_EXERCISE REQUIREMENTS_.
• a. In the cycling news blog post below, condense the paragraph beginning "And more than a month later Seattle cyclists" into a shorter version that keeps its main facts.
• b. Translate this sentence from the cycling news blog post below into Spanish: "This one has been hashed over since the late 1980s."
• c. Continue the cycling news blog post below, picking up after its final sentence.

_GIVEN TEXT_.
________________________

Everything in the Feed today was and update of some kind to other reports.
First up is a really old argument. Can cycling affect men’s sexual health? This one has been hashed over since the late 1980s. I ride a bike that has a seat that doesn’t put pressure on the perinium (sp?) so I have no such issues. Now keeping the skin over my coccyx intact is another story altogether, but that doesn’t effect my ability to enjoy sex.
The big story for today is the Glenda Rumsey sentencing. Fate tragically brought boy, drunken driver together and Drunk driver to spend 14 years in prison This is one of those stories that while I’m glad the perp is going to spend some time in prison, I would prefer that the crime had never happened, that a brilliant young man had been allowed to grow up and achieve his potential. Unless and until drunk driving is treated with the seriousness it deserves this will continue to happen because people will continue to treat it as a minor offense, instead of the reality of a person in control of a WMD but not in control of themselves when driving drunk.
An update on the UK cyclist hit in SoCal. Injured professional cyclist Rachel Atherton: Helmet broke before ride started I still stand by my comment from a previous blog post on this subject.
And more than a month later Seattle cyclists are still dealing with treacherous piles of sand in the bike lanes that was applied to melt snow and provide some traction for cars. December’s snow remedy wreaking havoc on cyclists What amuses me are the comments accusing the cyclists of being crybabies because of the sand when it doesn’t bother cars.

________________________

Stored dataset items:
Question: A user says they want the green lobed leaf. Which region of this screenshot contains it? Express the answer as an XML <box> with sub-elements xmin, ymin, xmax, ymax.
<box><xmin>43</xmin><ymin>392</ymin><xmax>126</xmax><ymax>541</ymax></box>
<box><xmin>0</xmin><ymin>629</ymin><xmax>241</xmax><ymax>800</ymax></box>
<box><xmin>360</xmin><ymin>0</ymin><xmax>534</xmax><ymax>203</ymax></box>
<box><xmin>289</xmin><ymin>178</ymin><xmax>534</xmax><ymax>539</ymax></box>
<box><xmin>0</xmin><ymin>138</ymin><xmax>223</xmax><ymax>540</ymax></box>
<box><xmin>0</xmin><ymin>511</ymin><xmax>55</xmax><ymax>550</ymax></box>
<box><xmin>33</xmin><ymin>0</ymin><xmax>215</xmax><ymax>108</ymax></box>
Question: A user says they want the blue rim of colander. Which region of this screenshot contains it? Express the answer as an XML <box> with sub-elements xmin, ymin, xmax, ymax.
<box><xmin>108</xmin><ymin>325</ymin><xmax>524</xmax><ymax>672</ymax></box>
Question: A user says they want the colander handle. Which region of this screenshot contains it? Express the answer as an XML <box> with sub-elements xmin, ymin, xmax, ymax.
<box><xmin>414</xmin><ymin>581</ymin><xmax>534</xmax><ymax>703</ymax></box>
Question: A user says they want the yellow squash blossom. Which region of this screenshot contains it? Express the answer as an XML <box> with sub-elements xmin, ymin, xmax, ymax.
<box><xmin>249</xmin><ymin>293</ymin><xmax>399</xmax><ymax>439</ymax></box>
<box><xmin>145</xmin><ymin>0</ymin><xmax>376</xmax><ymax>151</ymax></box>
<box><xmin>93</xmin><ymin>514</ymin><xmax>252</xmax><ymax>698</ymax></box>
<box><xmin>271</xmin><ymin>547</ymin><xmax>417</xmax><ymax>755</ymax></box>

________________________

_TASK-BY-TASK RESULTS_.
• a. More than a month later, Seattle cyclists still face dangerous piles of sand in the bike lanes, left over from December, when it was spread to melt snow and give cars traction. The writer is amused by comments calling the cyclists crybabies because the sand does not bother cars.

• b. Este tema se ha debatido una y otra vez desde finales de la década de 1980.

• c.
A Louisiana community expresses concern about a bike wreck. Community concerned on Meagan Stanley’s death The ironic thing is the concern is not on how to prevent cars from hitting kids on bikes, it’s that the kid in this case was not wearing a helmet. I have said this before but in a blog that was not visible to search engines or readable to people that were not members of the site: Bike helmets will not prevent wrecks. Never have and never will, no how no way. The best you can hope for from a bike helmet in a wreck is that the head injury you get will be less than the injury you would have gotten without it. Given that 80% of bicyclist deaths include head injury you would think that helmet use should be a priority, but bicyclists are not dieing from head trauma so much as they are dieing from car crashes. Head trauma is a symptom, the real disease is the car crash.
And that’s all I have for you this morning.